◆ **Directions**: Transcribe the listing word for word.

◆ **Exercise data**:

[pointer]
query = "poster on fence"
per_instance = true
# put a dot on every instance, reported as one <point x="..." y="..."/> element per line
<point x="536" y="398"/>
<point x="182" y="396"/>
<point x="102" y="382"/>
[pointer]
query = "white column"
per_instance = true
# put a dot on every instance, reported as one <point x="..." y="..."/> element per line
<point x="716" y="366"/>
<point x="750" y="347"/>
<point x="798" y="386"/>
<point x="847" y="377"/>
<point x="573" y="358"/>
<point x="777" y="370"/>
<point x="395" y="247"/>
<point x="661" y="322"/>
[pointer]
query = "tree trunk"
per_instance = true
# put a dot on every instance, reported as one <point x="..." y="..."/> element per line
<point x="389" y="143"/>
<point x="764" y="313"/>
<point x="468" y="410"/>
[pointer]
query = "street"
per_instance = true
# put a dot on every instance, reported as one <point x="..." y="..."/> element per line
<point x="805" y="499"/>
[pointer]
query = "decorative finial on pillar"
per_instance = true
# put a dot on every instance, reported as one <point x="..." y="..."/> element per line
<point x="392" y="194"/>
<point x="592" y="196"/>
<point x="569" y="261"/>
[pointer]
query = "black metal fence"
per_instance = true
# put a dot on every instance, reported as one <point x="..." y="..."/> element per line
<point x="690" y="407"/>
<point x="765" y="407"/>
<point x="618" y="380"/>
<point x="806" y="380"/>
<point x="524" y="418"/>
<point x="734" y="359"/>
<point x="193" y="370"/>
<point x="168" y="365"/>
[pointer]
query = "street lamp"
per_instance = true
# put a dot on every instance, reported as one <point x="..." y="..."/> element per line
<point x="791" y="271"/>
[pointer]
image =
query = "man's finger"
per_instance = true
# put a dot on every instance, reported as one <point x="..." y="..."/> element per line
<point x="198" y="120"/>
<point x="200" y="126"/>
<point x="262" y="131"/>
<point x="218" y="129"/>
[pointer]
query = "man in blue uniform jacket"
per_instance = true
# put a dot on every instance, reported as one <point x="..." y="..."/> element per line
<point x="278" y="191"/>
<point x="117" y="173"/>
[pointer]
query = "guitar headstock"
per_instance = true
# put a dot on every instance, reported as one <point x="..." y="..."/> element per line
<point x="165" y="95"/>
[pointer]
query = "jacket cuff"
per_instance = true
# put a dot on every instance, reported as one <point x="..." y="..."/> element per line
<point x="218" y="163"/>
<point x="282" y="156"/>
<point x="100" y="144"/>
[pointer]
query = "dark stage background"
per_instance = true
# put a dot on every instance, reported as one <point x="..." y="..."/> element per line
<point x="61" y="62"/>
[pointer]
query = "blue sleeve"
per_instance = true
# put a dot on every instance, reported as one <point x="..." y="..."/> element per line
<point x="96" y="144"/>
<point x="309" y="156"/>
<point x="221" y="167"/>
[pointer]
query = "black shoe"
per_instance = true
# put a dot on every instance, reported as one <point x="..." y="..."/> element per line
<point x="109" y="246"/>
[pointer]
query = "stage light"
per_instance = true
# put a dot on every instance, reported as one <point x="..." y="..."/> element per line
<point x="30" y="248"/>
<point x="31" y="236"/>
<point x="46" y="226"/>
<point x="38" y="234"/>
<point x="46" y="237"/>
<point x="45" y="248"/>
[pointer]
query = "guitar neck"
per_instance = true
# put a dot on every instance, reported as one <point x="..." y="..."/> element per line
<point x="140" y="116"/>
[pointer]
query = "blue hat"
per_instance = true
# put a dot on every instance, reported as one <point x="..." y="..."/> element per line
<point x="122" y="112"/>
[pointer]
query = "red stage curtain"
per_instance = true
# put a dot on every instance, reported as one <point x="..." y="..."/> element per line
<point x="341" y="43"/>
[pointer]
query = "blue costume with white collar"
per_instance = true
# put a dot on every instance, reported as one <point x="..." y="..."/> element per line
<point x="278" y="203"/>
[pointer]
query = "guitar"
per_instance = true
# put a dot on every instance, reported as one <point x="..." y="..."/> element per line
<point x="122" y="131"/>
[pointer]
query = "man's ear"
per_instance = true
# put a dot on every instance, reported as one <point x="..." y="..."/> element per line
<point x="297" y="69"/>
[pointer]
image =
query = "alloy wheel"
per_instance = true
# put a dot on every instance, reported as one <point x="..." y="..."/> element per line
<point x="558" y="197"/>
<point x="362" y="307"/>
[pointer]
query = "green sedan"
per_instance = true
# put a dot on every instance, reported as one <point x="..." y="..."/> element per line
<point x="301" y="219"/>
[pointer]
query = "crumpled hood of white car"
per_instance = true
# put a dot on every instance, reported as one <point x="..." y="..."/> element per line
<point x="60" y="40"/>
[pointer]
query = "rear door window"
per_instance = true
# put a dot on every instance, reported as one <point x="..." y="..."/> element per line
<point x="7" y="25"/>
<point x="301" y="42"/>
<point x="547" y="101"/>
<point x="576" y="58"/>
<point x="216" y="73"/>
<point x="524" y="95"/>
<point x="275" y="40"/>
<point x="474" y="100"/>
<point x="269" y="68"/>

◆ **Solution to this task**:
[pointer]
query = "poster on fence"
per_instance = true
# put a dot on every instance, reported as one <point x="..." y="..."/> element per line
<point x="536" y="398"/>
<point x="182" y="396"/>
<point x="102" y="382"/>
[pointer]
query = "white column"
per_instance = true
# put a dot on every instance, reported as one <point x="..." y="..."/> element per line
<point x="716" y="366"/>
<point x="750" y="347"/>
<point x="798" y="386"/>
<point x="847" y="377"/>
<point x="573" y="358"/>
<point x="777" y="370"/>
<point x="395" y="247"/>
<point x="661" y="322"/>
[pointer]
query = "tree trunk"
per_instance = true
# put a dot on every instance, reported as one <point x="..." y="..."/> element per line
<point x="389" y="143"/>
<point x="764" y="313"/>
<point x="468" y="410"/>
[pointer]
query = "street"
per_instance = true
# put a dot on every instance, reported as one <point x="..." y="..."/> element per line
<point x="805" y="499"/>
[pointer]
query = "decorative finial on pillar"
per_instance = true
# put a dot on every instance, reported as one <point x="..." y="..."/> element per line
<point x="392" y="194"/>
<point x="592" y="196"/>
<point x="569" y="261"/>
[pointer]
query = "black metal fence"
per_instance = true
# put a dot on every instance, reported as one <point x="..." y="..."/> element per line
<point x="690" y="407"/>
<point x="765" y="407"/>
<point x="618" y="380"/>
<point x="806" y="380"/>
<point x="524" y="418"/>
<point x="734" y="359"/>
<point x="193" y="370"/>
<point x="168" y="365"/>
[pointer]
query = "street lamp"
per_instance = true
# put a dot on every instance, reported as one <point x="..." y="..."/> element per line
<point x="791" y="271"/>
[pointer]
image =
query = "man's finger"
per_instance = true
# put a dot on every instance, reported as one <point x="..." y="..."/> element per line
<point x="198" y="120"/>
<point x="200" y="126"/>
<point x="262" y="131"/>
<point x="218" y="129"/>
[pointer]
query = "man in blue uniform jacket"
per_instance = true
# put a dot on every instance, reported as one <point x="..." y="..."/> element per line
<point x="278" y="191"/>
<point x="117" y="173"/>
[pointer]
query = "guitar headstock"
per_instance = true
# put a dot on every instance, reported as one <point x="..." y="..."/> element per line
<point x="165" y="95"/>
[pointer]
query = "jacket cuff"
per_instance = true
# put a dot on every instance, reported as one <point x="..." y="..."/> element per line
<point x="218" y="163"/>
<point x="282" y="156"/>
<point x="100" y="144"/>
[pointer]
query = "dark stage background"
per_instance = true
# put a dot on every instance, reported as one <point x="..." y="..."/> element per line
<point x="61" y="62"/>
[pointer]
query = "blue sleeve"
per_instance = true
# put a dot on every instance, reported as one <point x="..." y="..."/> element per line
<point x="96" y="144"/>
<point x="309" y="156"/>
<point x="221" y="167"/>
[pointer]
query = "black shoe"
per_instance = true
# put a dot on every instance, reported as one <point x="..." y="..."/> element per line
<point x="109" y="246"/>
[pointer]
query = "stage light"
per_instance = true
# put a dot on every instance, reported as one <point x="..." y="..."/> element per line
<point x="30" y="248"/>
<point x="31" y="236"/>
<point x="46" y="226"/>
<point x="38" y="234"/>
<point x="46" y="237"/>
<point x="45" y="248"/>
[pointer]
query = "guitar neck"
per_instance = true
# put a dot on every instance, reported as one <point x="..." y="..."/> element per line
<point x="140" y="116"/>
[pointer]
query = "blue hat"
per_instance = true
# put a dot on every instance, reported as one <point x="..." y="..."/> element per line
<point x="122" y="112"/>
[pointer]
query = "red stage curtain"
per_instance = true
# put a dot on every instance, reported as one <point x="..." y="..."/> element per line
<point x="341" y="43"/>
[pointer]
query = "blue costume with white collar"
per_instance = true
# put a dot on every instance, reported as one <point x="..." y="..."/> element per line
<point x="278" y="203"/>
[pointer]
query = "guitar"
per_instance = true
# put a dot on every instance, reported as one <point x="..." y="..."/> element per line
<point x="122" y="131"/>
[pointer]
query = "man's ear"
per_instance = true
# put a dot on every instance, reported as one <point x="..." y="..."/> element per line
<point x="297" y="69"/>
[pointer]
image =
query = "alloy wheel"
per_instance = true
# put a dot on every instance, reported as one <point x="..." y="..."/> element per line
<point x="558" y="197"/>
<point x="362" y="307"/>
[pointer]
query = "green sedan"
per_instance = true
# put a dot on every instance, reported as one <point x="..." y="..."/> element per line
<point x="301" y="219"/>
[pointer]
query = "crumpled hood of white car"
per_instance = true
# put a dot on every instance, reported as one <point x="..." y="..."/> element per line
<point x="60" y="40"/>
[pointer]
query = "rear door window"
per_instance = true
# put a dot on every instance, reported as one <point x="..." y="..."/> element per line
<point x="7" y="25"/>
<point x="301" y="42"/>
<point x="547" y="101"/>
<point x="576" y="58"/>
<point x="216" y="73"/>
<point x="524" y="95"/>
<point x="275" y="40"/>
<point x="474" y="100"/>
<point x="269" y="68"/>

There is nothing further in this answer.